▸ **Work instruction**: From the first line to the last, set down the material exactly and drop every picture.

BEGIN

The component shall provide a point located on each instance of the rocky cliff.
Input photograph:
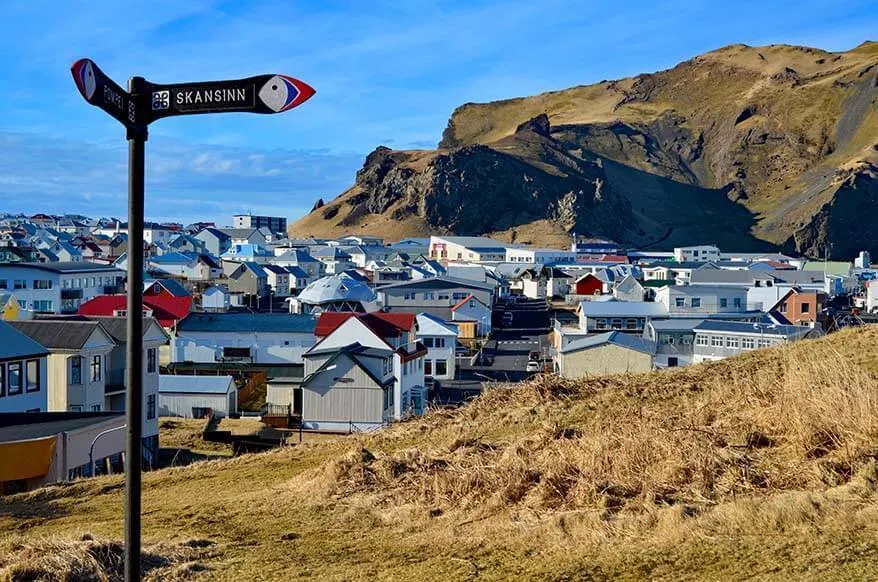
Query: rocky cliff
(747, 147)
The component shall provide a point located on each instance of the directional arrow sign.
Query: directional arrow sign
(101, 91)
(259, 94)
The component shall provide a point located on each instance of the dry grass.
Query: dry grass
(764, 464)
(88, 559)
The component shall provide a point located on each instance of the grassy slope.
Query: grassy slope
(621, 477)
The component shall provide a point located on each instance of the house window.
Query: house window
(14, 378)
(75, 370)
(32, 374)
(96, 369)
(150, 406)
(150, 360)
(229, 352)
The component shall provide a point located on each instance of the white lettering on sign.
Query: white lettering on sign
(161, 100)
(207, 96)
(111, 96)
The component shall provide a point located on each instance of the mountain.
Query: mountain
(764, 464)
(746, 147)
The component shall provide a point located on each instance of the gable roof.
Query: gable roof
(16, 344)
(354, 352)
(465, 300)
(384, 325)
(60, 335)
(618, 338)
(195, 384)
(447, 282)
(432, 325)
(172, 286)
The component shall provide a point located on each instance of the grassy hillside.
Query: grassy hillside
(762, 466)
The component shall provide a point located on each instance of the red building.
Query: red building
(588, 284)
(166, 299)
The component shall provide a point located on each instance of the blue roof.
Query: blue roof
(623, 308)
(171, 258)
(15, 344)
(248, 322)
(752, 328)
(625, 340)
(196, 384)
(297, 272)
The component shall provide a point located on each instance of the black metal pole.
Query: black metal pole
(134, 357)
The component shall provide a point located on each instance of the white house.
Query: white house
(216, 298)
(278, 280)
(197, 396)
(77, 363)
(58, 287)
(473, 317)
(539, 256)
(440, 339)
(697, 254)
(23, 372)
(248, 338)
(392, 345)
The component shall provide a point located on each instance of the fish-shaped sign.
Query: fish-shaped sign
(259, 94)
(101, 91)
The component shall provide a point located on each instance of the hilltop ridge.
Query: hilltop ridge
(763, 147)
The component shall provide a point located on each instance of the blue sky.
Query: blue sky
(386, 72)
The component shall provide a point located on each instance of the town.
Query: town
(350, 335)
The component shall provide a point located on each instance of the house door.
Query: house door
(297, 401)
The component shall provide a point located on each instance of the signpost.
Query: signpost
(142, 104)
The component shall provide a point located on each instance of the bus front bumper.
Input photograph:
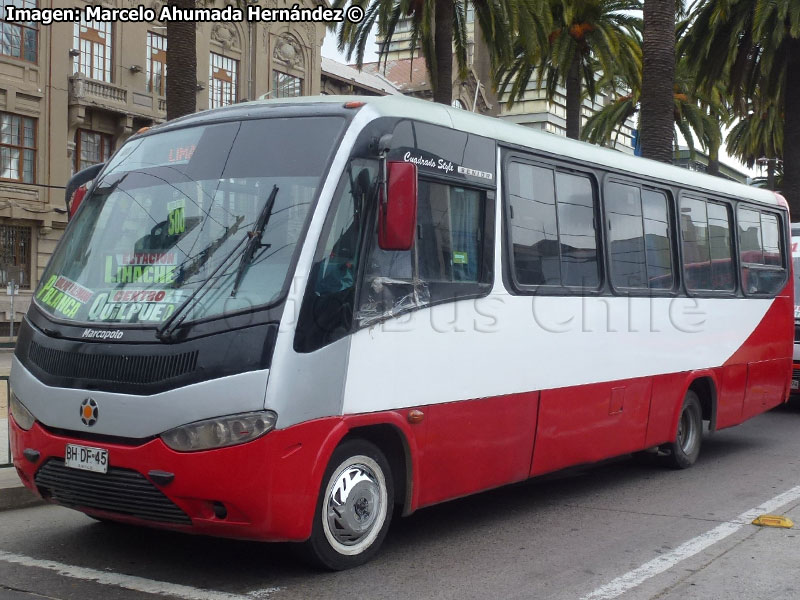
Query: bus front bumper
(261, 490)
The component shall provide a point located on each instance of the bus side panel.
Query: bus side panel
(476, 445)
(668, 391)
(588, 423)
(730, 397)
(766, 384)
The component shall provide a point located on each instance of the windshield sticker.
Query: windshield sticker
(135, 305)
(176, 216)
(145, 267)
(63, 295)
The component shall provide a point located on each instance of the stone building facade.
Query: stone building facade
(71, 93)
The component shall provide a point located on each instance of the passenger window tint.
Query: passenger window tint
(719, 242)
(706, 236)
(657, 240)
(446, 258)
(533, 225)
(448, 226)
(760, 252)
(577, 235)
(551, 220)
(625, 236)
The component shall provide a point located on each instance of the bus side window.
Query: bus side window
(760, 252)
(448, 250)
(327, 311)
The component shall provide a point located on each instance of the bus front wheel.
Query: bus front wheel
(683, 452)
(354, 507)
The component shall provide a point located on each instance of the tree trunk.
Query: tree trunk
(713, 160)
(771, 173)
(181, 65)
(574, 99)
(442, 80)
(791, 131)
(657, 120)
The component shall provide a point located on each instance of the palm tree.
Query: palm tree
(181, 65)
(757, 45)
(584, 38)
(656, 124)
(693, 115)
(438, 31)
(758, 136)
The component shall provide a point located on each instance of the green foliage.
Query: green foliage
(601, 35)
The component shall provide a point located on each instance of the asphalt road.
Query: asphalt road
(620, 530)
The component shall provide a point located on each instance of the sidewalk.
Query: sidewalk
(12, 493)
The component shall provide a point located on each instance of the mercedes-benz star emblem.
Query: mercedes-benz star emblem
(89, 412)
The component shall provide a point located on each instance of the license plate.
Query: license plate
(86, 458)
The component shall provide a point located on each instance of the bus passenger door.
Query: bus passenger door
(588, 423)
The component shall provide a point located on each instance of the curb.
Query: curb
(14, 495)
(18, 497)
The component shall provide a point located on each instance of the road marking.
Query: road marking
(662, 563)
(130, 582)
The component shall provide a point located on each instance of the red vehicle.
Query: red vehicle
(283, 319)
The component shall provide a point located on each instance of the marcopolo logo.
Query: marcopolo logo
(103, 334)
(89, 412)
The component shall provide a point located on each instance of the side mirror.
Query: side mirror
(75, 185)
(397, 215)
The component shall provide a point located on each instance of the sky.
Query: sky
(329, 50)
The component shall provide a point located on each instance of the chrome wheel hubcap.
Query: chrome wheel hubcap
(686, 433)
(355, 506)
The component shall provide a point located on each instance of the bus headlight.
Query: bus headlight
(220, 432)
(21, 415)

END

▸ **Solution to this task**:
The component shall provide a point located on each instance of the rocky cliff.
Input photograph:
Query: rocky cliff
(747, 147)
The component shall provide a point located on each instance of the directional arrow sign.
Query: directional arrow sign
(101, 91)
(259, 94)
The component shall provide a point located on each instance of the dry grass.
Query: dry grass
(764, 464)
(88, 559)
The component shall provide a point located on each instance of the grassy slope.
Query: grassy slope
(621, 477)
The component shall provide a point located on each instance of the house window.
Query: house window
(14, 378)
(75, 370)
(32, 374)
(96, 369)
(150, 406)
(150, 360)
(229, 352)
The component shall provide a point located on each instance of the white lettering on sign.
Query: white lettering on sign
(161, 100)
(207, 96)
(111, 96)
The component shall provide a point located on each instance of the mountain.
Query: mountain
(764, 464)
(746, 147)
The component shall provide a point located on each instance of the gable roof.
Query: gable roof
(16, 344)
(354, 352)
(465, 300)
(384, 325)
(60, 335)
(618, 338)
(195, 384)
(447, 282)
(432, 325)
(172, 286)
The component shall provide a point located on each instance of the grassy hillside.
Query: grassy hillside
(762, 466)
The component shall provide a point located on each instance of the red building.
Query: red building
(588, 284)
(166, 299)
The component shall provide a point located on each instance of the blue roof.
Query: blue roof
(623, 308)
(171, 258)
(15, 344)
(248, 322)
(752, 328)
(625, 340)
(196, 384)
(297, 272)
The component shall provide a point located on each instance of the black metal pole.
Query: black metal pole
(134, 357)
The component shall provide a point located on each instance of the white house.
Query: white house
(216, 298)
(278, 280)
(197, 396)
(77, 363)
(58, 287)
(473, 317)
(539, 256)
(440, 339)
(697, 254)
(23, 372)
(248, 338)
(392, 345)
The component shall provide a point located on each instance of the fish-shaped sign.
Query: fish-shaped sign
(259, 94)
(101, 91)
The component shall provide a point located on each instance of the hilltop ridge.
Query: hilltop ridge
(763, 147)
The component shall provide a point located on each instance of the blue sky.
Query: blue sky
(386, 72)
The component shall provide a point located on each instance of the town.
Query: town
(350, 335)
The component shall provide a point located on each instance of the house door.
Query: house door
(297, 401)
The component shall provide a point located on each instance of the signpost.
Query: signpost
(142, 104)
The component shall provide a point located on each instance of the bus front bumper.
Input photograph:
Query: bus front bumper
(261, 490)
The component shall provide a point located on each instance of the bus side panel.
Query: bus side panel
(476, 445)
(668, 391)
(588, 423)
(730, 397)
(766, 384)
The component shall provide a point located on each instance of the windshield sticker.
Query: windshield sticker
(135, 305)
(176, 216)
(145, 267)
(63, 295)
The component shall provide a point located on each instance of the stone building facade.
Query: stone building facade
(71, 93)
The component shall provide a point located on each instance of the passenger window tint.
Query: passenger window tint
(719, 242)
(706, 236)
(657, 240)
(446, 258)
(533, 225)
(448, 226)
(760, 252)
(577, 235)
(551, 220)
(625, 236)
The component shall provide a point located on each instance of the bus side window.
Query: bus side window
(760, 252)
(448, 250)
(327, 311)
The component shall provide a point located on each instance of the bus front wheel.
Query: bus front wheel
(683, 452)
(354, 507)
The component shall provide a point located on each instance of the tree trunk.
Query: tree trunk
(713, 160)
(771, 173)
(181, 65)
(574, 99)
(442, 80)
(791, 131)
(657, 120)
The component shall provide a point located on each instance of the palm tree.
Query: palm tree
(181, 65)
(757, 45)
(584, 38)
(656, 124)
(693, 115)
(438, 31)
(758, 136)
The component shall provide a point located on each instance of the green foliage.
Query: green foliage
(601, 35)
The component shall provide a point located on each instance of the asphalt road.
Query: asphalt road
(620, 530)
The component shall provide a point located on each instance of the sidewalk.
Query: sidewalk
(12, 493)
The component shall provide a point located on each instance of the mercedes-benz star emblem.
Query: mercedes-benz star emblem
(89, 412)
The component shall provide a point located on each instance of the license plate.
Query: license plate
(86, 458)
The component shall provide a point located on each instance of the bus passenger door.
Query: bus passenger door
(588, 423)
The component shall provide a point located on each instance of the curb.
Query: curb
(14, 495)
(18, 497)
The component shall provide a point located on each instance of the road marking.
Query: road marking
(662, 563)
(130, 582)
The component shall provide a point located on each instance of the red vehicle.
Query: red vehicle
(283, 319)
The component shall provide a point located on each instance of the marcopolo logo.
Query: marcopolo logo
(103, 334)
(89, 412)
The component shall provide a point located on each instance of the side mirror.
Query: side mirror
(75, 185)
(397, 215)
The component shall provide a point located on each instance of the sky.
Query: sky
(329, 50)
The component shall provide a point located on each instance of the chrome wheel hubcap.
Query: chrome wheel hubcap
(686, 433)
(355, 506)
The component shall provide a point located on each instance of the bus headlight.
Query: bus headlight
(220, 432)
(21, 415)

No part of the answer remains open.